>> start SUPPLIED DATA

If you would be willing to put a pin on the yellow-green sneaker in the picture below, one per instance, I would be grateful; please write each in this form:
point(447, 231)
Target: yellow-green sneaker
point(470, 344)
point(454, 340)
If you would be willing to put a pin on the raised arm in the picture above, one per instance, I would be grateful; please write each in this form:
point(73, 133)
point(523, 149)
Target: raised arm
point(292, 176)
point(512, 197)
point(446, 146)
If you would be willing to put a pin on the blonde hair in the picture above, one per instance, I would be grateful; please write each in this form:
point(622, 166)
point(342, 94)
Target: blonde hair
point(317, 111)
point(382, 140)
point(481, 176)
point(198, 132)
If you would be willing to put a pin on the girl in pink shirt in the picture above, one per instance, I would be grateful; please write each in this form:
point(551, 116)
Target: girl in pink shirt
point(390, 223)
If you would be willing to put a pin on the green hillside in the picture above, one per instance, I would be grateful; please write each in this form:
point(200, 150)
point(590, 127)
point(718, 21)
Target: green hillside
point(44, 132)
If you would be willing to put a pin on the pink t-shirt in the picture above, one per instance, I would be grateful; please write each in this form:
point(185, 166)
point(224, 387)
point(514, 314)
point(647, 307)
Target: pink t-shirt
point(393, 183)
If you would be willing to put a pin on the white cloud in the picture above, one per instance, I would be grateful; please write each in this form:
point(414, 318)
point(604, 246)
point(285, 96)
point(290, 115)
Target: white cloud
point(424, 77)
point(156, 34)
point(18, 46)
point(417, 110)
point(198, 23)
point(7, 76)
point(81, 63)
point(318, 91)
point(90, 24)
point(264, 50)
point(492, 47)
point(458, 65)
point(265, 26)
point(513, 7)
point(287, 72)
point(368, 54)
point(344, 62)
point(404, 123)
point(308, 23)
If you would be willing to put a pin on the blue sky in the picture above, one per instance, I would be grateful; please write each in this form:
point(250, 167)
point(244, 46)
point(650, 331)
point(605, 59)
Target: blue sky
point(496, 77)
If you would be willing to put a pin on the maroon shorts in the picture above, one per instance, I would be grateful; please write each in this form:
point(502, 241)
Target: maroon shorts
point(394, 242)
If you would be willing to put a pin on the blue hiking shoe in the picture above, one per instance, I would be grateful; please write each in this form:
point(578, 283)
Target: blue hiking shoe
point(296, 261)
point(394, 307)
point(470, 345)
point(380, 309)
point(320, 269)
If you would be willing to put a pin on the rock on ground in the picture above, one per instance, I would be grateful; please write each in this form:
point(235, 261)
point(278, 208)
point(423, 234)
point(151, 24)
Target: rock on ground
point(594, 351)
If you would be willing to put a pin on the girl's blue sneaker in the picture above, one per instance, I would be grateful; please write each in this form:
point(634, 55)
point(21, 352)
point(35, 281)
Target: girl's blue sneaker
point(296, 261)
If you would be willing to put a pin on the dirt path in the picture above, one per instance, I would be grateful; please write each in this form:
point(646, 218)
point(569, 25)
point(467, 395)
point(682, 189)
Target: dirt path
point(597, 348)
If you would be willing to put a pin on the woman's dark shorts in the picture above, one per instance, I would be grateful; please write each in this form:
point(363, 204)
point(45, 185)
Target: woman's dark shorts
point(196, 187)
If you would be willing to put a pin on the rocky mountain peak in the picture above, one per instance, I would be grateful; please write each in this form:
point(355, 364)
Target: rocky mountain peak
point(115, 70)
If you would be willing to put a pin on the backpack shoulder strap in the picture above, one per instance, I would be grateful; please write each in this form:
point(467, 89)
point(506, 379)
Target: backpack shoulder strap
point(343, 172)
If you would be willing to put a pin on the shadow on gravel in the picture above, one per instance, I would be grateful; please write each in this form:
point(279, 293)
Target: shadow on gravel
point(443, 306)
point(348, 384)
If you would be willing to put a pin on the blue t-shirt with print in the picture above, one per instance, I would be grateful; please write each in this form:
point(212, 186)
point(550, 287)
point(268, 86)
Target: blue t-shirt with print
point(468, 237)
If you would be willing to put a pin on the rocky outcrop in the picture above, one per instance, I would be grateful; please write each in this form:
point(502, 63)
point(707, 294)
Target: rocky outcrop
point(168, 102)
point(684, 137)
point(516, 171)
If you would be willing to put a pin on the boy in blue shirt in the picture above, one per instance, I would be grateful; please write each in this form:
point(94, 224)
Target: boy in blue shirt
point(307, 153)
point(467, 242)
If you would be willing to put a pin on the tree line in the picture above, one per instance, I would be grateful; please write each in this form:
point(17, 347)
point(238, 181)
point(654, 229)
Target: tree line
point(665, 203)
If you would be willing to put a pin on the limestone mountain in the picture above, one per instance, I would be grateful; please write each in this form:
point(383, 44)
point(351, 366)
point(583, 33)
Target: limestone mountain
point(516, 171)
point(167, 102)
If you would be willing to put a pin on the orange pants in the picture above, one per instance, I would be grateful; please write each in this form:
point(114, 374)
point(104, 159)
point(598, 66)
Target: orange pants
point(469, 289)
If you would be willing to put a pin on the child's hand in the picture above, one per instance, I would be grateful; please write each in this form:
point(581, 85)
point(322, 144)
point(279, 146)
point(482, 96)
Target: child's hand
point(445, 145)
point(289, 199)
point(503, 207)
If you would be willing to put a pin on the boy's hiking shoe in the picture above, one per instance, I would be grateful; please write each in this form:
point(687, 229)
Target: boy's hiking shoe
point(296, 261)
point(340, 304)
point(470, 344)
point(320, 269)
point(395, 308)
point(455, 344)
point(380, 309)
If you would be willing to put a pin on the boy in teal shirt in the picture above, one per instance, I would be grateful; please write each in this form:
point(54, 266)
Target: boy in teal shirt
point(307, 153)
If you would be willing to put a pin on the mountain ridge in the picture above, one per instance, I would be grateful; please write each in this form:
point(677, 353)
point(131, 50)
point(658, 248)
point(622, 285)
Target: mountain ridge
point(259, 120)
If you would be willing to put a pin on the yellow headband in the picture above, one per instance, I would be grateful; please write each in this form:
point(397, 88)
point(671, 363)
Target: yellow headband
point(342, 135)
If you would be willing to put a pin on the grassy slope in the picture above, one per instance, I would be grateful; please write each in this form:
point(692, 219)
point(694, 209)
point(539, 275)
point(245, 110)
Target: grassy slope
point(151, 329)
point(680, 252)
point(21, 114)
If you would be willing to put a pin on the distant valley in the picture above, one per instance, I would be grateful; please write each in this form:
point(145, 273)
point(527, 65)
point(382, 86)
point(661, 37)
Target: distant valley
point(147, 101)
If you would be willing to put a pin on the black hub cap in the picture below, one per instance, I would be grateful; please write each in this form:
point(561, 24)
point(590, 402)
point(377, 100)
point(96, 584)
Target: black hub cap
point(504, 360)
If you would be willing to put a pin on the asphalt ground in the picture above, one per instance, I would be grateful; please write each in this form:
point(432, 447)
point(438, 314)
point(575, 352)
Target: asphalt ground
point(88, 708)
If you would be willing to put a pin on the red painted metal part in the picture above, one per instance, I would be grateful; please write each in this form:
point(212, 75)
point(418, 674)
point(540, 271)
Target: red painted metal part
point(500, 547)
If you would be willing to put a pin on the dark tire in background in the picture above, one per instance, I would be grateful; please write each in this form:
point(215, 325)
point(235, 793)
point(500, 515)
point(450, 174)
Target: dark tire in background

>> end SUPPLIED DATA

**TASK DESCRIPTION:** Copy every line of the records word for word.

**THE OUTPUT:**
If you would be willing to put a pin on the yellow-green sneaker in the picture below, one per instance, I would be grateful; please write each in this form:
point(447, 231)
Target: yellow-green sneaker
point(470, 344)
point(454, 340)
If you would be willing to put a pin on the raised arm in the picture above, one per instance, I would be grateful; please write each in this form:
point(73, 133)
point(523, 149)
Target: raised arm
point(292, 176)
point(512, 197)
point(446, 146)
If you would be willing to put a pin on the blonde hair in the picture above, one per instance, I would be grateful; please write each in this form:
point(622, 166)
point(342, 94)
Target: blonde hair
point(317, 111)
point(382, 140)
point(481, 176)
point(198, 132)
If you would be willing to put a pin on the girl in pink shirt in the picture above, one per instance, I would be grateful; please write each in this form:
point(551, 116)
Target: girl in pink shirt
point(390, 223)
If you would be willing to put a pin on the green hillside in the picture above, one per instance, I would be grateful; please write each in this form:
point(200, 150)
point(590, 127)
point(718, 21)
Target: green hillside
point(44, 132)
If you would be willing to put a pin on the pink t-shirt in the picture above, one per instance, I would be grateful; please write each in this form:
point(185, 166)
point(224, 387)
point(514, 314)
point(647, 307)
Target: pink t-shirt
point(393, 183)
If you would be willing to put a pin on the white cloud in the picture above, one per instance, I would be grateful; please write each in this form:
point(414, 318)
point(604, 246)
point(285, 96)
point(290, 115)
Target: white cloud
point(424, 77)
point(156, 34)
point(18, 46)
point(417, 110)
point(198, 23)
point(7, 76)
point(81, 63)
point(318, 91)
point(90, 24)
point(264, 50)
point(492, 47)
point(458, 65)
point(265, 26)
point(513, 7)
point(287, 72)
point(368, 54)
point(344, 62)
point(404, 123)
point(308, 23)
If you would be willing to put a pin on the blue sky in the picture above, one per instance, I would be grateful; please write each in this form:
point(250, 167)
point(244, 46)
point(650, 331)
point(605, 59)
Target: blue sky
point(496, 77)
If you would be willing to put a pin on the maroon shorts in the picture above, one per instance, I would be grateful; please write each in this form:
point(502, 241)
Target: maroon shorts
point(394, 242)
If you would be willing to put a pin on the blue hiking shoe in the picture above, one per instance, I would be grateful; please write each in this form:
point(578, 283)
Target: blue hiking shoe
point(296, 261)
point(394, 307)
point(470, 345)
point(380, 309)
point(320, 269)
If you would be willing to put a pin on the rock on ground in the picture above, one per instance, I would be grateful; please write each in this form:
point(235, 261)
point(278, 208)
point(423, 234)
point(151, 24)
Target: rock on ground
point(594, 351)
If you would be willing to put a pin on the girl's blue sneaker in the picture above, one per instance, I would be grateful; please write each in this form:
point(634, 55)
point(21, 352)
point(35, 281)
Target: girl's blue sneaker
point(296, 261)
If you would be willing to put a pin on the dirt path in the picture above, one per instance, I would be grateful; please write each in this form:
point(646, 218)
point(569, 25)
point(467, 395)
point(682, 189)
Target: dirt path
point(597, 348)
If you would be willing to put a pin on the woman's dark shorts in the picture above, one per instance, I would be grateful; please write each in this form:
point(363, 204)
point(45, 185)
Target: woman's dark shorts
point(196, 187)
If you would be willing to put a pin on the rocky mountain peak in the picture above, one per instance, I would be grateful; please write each in this form:
point(355, 364)
Target: rocky mountain peak
point(115, 70)
If you would be willing to put a pin on the backpack shoulder strap in the picture above, one per instance, I would be grateful; please write each in this form:
point(467, 89)
point(506, 379)
Target: backpack shoulder strap
point(343, 172)
If you would be willing to put a pin on the shadow on gravel in the picture above, one per instance, I would be grateful; please write each in this form:
point(279, 293)
Target: shadow on gravel
point(443, 306)
point(348, 384)
If you would be willing to put a pin on the blue t-shirt with print in the picture above, one per instance, I would be grateful; please write each in this form:
point(212, 186)
point(550, 287)
point(268, 86)
Target: blue t-shirt with print
point(468, 237)
If you would be willing to put a pin on the rocky outcrop in the picture above, one per instance, I would be grateful; please write each in this form:
point(502, 63)
point(707, 294)
Target: rocky outcrop
point(168, 102)
point(684, 137)
point(516, 171)
If you would be willing to put a pin on the boy in blue shirt in the picture above, one per instance, I would be grateful; please write each in this form:
point(94, 224)
Target: boy in blue shirt
point(307, 153)
point(467, 242)
If you would be willing to put a pin on the tree line in the picture above, one per instance, I would be grateful; please write each in this form:
point(17, 347)
point(238, 181)
point(654, 229)
Target: tree line
point(665, 203)
If you would be willing to put a pin on the limestone mountain in the picture above, one per instance, I would be grateful; please write each in this form:
point(383, 44)
point(351, 366)
point(583, 33)
Target: limestone mountain
point(516, 171)
point(167, 102)
If you would be willing to put a pin on the orange pants in the picture above, one per instance, I would be grateful; please write each in this form:
point(114, 374)
point(104, 159)
point(598, 66)
Target: orange pants
point(469, 289)
If you would be willing to put a pin on the child's hand in the picture above, one per instance, I would be grateful; please write each in this form:
point(581, 85)
point(322, 144)
point(279, 146)
point(482, 96)
Target: child's hand
point(445, 145)
point(289, 199)
point(503, 207)
If you would be willing to put a pin on the boy's hiking shoe in the picture above, one per instance, I would be grateful; please write each in this form:
point(687, 229)
Target: boy's hiking shoe
point(296, 261)
point(340, 304)
point(470, 344)
point(320, 269)
point(395, 308)
point(455, 344)
point(380, 309)
If you would be willing to put a pin on the boy in teal shirt in the picture above, one per instance, I would be grateful; please write each in this form:
point(54, 266)
Target: boy in teal shirt
point(307, 153)
If you would be willing to put a pin on the mountain ridge in the picture above, one per instance, I would be grateful; please write each in this form:
point(677, 353)
point(131, 50)
point(658, 248)
point(622, 285)
Target: mountain ridge
point(259, 120)
If you would be willing to put a pin on the yellow headband in the picture above, one per instance, I would be grateful; please write each in this form:
point(397, 88)
point(671, 363)
Target: yellow headband
point(342, 135)
If you would be willing to put a pin on the grassy slope in the picture above, one per instance, I would be grateful; please write each in this form:
point(692, 219)
point(694, 209)
point(539, 275)
point(245, 110)
Target: grassy slope
point(151, 329)
point(680, 252)
point(21, 114)
If you would be willing to put a pin on the distant valley in the picture above, one per instance, I would be grateful; please write each in this form:
point(145, 273)
point(527, 65)
point(382, 86)
point(661, 37)
Target: distant valley
point(147, 101)
If you would be willing to put a pin on the black hub cap in the picture below, one per instance, I would be grateful; please write each in this form:
point(561, 24)
point(590, 402)
point(377, 100)
point(96, 584)
Target: black hub cap
point(504, 360)
If you would be willing to put a pin on the asphalt ground in the picture above, one per instance, I would be grateful; please write each in this form:
point(432, 447)
point(438, 314)
point(575, 352)
Target: asphalt ground
point(88, 708)
If you would be willing to put a pin on the red painted metal part in the picture above, one per instance, I would be grateful; please write each in this form:
point(212, 75)
point(418, 674)
point(540, 271)
Target: red painted metal part
point(500, 547)
If you would be willing to put a pin on the dark tire in background in the picture above, one per instance, I would be grateful; please write each in this form:
point(215, 325)
point(235, 793)
point(500, 515)
point(450, 174)
Target: dark tire in background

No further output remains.